Goal:
Quote these lines exactly as they stand, covering every one of them.

[Outline labeling records]
-- START --
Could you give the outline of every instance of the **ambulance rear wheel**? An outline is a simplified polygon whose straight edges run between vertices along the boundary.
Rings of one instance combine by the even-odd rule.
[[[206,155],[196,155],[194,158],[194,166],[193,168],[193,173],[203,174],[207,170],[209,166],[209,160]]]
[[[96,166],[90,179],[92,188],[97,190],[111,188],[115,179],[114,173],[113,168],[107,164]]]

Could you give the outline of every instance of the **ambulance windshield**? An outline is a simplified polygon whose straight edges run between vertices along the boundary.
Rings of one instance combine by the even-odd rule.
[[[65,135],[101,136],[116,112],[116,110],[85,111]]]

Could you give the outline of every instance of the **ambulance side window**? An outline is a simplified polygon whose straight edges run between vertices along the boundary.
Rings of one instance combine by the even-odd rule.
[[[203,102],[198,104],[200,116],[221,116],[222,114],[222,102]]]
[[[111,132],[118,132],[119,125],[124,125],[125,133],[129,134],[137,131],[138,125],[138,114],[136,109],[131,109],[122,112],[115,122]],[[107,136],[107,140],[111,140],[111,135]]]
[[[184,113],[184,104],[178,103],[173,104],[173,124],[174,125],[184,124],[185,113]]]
-- END --
Final answer:
Could you give the outline of every instance of the **ambulance rear wheel**? An outline is a simplified polygon whose straight edges run between vertices along the boundary.
Rings of one instance combine by the even-odd rule.
[[[206,155],[196,155],[194,158],[194,166],[193,168],[193,173],[203,174],[207,170],[209,166],[209,160]]]
[[[96,166],[90,179],[92,188],[97,190],[111,188],[115,179],[114,173],[113,168],[107,164]]]

Could you give the outline of every instance of the **ambulance windshield**? An outline is a simplified polygon whose straight edges run between vertices along the boundary.
Rings of one instance combine by the even-odd rule.
[[[65,135],[101,136],[116,112],[116,110],[85,111]]]

Could you give the outline of every instance of the **ambulance side window**? An outline is a simplified polygon whose straight edges run between vertices along the boundary.
Rings of one instance combine by the even-odd rule.
[[[203,102],[198,104],[200,116],[221,116],[222,114],[222,102]]]
[[[111,132],[118,132],[119,125],[124,125],[125,133],[129,134],[137,131],[138,125],[138,114],[136,109],[131,109],[122,112],[115,122]],[[107,136],[107,140],[111,140],[111,135]]]
[[[184,113],[184,104],[178,103],[173,104],[173,124],[174,125],[184,124],[185,113]]]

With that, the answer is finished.